▶ _TASK TO COMPLETE_: Set down, please, exactly the lines below that run from the line with "Where can the vaulted" to the line with "Target: debris on floor", both lines included.

▶ _DATA SHOWN_:
*** Block opens ***

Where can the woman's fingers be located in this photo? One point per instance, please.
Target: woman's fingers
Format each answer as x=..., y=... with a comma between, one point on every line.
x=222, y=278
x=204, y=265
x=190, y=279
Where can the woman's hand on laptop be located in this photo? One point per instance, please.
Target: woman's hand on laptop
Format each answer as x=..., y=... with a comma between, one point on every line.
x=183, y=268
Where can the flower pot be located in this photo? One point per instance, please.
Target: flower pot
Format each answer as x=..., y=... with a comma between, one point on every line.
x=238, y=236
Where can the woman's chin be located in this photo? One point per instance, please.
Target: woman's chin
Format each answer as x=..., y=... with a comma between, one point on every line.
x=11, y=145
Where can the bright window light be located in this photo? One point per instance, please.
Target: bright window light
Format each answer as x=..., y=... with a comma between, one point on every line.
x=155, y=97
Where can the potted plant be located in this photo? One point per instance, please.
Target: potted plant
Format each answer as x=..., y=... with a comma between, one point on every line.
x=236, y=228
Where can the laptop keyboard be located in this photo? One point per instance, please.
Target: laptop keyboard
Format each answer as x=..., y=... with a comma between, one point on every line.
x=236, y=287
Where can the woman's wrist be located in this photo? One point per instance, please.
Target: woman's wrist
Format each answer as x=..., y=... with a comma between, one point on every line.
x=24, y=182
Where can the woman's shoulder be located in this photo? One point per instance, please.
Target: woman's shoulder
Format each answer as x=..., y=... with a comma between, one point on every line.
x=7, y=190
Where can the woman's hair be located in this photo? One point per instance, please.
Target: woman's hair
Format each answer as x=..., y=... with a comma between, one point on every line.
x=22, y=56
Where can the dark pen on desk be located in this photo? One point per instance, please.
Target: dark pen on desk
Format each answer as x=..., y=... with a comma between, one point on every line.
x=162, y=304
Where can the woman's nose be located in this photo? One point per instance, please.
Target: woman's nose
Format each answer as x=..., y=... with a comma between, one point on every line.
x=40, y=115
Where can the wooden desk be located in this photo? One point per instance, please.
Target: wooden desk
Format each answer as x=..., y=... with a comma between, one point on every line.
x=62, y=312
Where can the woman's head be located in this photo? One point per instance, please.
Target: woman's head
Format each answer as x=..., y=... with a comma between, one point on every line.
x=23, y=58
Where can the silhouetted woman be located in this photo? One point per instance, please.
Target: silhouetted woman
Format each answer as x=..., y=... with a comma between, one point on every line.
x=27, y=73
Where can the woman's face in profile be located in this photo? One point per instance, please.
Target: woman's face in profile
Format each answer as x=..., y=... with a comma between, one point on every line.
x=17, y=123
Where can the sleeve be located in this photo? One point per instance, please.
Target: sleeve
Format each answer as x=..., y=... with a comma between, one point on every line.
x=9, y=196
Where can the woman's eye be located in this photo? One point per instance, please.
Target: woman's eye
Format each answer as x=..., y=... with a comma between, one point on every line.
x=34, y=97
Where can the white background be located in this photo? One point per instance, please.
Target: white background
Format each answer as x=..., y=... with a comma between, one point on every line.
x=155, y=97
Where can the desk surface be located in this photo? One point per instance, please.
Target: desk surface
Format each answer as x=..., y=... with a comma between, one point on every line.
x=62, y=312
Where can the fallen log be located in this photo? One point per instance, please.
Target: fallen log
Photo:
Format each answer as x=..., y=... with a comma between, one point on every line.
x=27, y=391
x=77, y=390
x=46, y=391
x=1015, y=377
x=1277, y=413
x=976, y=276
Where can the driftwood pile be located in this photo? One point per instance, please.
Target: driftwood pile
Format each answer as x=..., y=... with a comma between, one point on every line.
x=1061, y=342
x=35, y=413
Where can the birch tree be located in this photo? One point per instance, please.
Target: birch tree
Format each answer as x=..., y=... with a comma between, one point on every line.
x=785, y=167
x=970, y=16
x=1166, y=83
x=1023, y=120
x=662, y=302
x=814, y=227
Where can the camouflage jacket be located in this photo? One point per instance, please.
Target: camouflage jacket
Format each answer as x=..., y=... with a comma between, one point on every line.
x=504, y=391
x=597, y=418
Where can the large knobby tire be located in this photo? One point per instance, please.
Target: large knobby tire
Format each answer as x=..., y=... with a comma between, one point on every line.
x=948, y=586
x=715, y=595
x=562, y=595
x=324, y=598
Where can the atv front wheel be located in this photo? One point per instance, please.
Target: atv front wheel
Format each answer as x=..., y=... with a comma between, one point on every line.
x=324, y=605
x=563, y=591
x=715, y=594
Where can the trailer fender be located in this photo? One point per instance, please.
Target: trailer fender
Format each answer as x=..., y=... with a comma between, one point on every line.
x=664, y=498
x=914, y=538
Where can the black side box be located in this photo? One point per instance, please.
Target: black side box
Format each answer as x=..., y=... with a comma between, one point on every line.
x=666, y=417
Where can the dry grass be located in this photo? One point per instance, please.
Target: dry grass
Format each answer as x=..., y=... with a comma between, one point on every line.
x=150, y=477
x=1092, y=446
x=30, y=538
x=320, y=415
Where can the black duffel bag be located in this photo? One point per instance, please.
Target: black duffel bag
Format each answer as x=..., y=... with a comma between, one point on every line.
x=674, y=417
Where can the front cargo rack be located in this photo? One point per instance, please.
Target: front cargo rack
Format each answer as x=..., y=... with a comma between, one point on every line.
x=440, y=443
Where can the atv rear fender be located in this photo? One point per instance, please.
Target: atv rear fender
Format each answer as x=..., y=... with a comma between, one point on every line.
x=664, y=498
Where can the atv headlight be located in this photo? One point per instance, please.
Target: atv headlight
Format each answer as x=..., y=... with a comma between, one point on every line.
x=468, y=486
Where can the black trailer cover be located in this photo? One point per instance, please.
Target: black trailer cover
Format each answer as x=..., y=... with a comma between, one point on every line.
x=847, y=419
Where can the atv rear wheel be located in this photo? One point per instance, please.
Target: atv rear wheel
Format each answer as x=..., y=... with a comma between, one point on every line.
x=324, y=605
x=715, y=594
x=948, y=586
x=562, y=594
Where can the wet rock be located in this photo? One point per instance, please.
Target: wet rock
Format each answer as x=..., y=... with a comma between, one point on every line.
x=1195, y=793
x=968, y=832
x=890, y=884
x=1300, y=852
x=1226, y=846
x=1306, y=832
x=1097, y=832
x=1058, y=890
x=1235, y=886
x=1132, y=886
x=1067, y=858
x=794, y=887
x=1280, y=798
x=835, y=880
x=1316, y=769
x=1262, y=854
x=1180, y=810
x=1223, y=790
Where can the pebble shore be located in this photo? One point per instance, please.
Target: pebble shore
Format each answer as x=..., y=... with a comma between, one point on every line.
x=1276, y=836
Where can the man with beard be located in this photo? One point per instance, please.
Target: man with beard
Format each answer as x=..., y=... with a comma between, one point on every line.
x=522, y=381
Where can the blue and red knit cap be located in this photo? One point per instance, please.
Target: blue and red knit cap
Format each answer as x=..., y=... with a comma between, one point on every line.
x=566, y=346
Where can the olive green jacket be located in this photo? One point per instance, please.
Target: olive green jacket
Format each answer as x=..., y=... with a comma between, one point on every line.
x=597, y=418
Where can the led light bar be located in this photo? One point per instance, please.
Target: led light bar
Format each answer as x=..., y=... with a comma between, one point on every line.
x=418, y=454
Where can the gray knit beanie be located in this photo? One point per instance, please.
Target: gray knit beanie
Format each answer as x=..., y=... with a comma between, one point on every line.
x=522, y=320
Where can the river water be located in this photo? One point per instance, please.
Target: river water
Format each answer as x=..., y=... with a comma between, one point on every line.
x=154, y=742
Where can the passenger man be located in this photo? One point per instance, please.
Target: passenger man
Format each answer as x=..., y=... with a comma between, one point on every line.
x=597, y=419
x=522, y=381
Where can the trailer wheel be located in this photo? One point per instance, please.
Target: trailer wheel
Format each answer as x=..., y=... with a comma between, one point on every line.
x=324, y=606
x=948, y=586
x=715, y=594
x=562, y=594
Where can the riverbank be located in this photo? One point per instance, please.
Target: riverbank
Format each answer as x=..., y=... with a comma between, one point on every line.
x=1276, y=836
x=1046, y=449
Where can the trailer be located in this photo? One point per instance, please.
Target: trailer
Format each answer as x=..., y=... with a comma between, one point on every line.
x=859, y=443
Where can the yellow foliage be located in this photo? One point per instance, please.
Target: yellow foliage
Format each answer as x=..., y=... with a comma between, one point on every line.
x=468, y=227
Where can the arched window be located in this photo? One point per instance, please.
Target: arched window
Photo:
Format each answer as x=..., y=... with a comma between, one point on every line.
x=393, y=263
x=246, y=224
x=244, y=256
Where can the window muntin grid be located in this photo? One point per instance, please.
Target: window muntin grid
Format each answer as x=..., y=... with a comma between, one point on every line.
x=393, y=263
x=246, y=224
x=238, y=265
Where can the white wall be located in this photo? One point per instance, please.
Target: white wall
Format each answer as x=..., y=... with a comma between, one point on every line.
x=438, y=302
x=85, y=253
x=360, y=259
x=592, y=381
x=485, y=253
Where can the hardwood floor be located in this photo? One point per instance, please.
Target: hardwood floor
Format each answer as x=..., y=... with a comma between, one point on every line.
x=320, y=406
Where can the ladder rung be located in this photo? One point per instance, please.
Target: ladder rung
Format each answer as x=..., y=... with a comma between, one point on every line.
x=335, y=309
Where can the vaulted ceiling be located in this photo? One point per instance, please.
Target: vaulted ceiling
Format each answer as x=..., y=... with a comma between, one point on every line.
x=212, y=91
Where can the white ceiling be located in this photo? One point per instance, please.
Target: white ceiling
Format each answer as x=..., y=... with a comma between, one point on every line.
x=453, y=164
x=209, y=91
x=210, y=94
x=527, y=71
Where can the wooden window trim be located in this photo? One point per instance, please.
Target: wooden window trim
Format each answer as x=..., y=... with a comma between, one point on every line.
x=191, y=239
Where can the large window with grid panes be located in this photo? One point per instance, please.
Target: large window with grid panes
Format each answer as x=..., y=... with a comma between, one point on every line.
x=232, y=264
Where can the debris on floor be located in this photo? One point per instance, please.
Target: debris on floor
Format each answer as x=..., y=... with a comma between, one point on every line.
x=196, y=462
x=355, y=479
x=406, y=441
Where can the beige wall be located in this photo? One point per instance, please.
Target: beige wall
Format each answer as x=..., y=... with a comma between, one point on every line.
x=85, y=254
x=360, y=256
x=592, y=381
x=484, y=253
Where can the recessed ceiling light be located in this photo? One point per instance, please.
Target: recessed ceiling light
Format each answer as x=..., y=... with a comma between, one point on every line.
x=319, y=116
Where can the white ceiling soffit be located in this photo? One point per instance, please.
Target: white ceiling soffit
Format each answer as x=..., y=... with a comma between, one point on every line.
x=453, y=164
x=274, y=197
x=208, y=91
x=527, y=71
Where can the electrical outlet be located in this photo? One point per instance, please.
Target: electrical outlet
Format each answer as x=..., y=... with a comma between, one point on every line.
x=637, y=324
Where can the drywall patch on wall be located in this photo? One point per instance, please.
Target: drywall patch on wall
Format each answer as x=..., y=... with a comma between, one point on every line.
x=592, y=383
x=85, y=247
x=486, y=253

*** Block closes ***

▶ _TASK RESPONSE_:
Where can the vaulted ceiling be located in this photo? One point per instance, please.
Target: vaulted ceiling
Format each answer as x=..., y=... with a comma between, one point on every line.
x=212, y=91
Where can the white ceiling be located in this photo? One point per instance, please.
Target: white ceiling
Format each answer as x=..., y=... with a comma between, one point on every line.
x=453, y=164
x=209, y=91
x=210, y=94
x=527, y=71
Where can the wooden window trim be located in this photo? One point per instance, please.
Target: wooden window trim
Format each answer as x=..., y=... with a comma between, one point on every line.
x=191, y=239
Where can the large window with grid panes be located in this photo? One point per instance, please.
Target: large window with grid panes
Format each answer as x=..., y=... with a comma between, one point on every line.
x=232, y=264
Where can the debris on floor be located in this photo? One point per instance, please.
Target: debris on floor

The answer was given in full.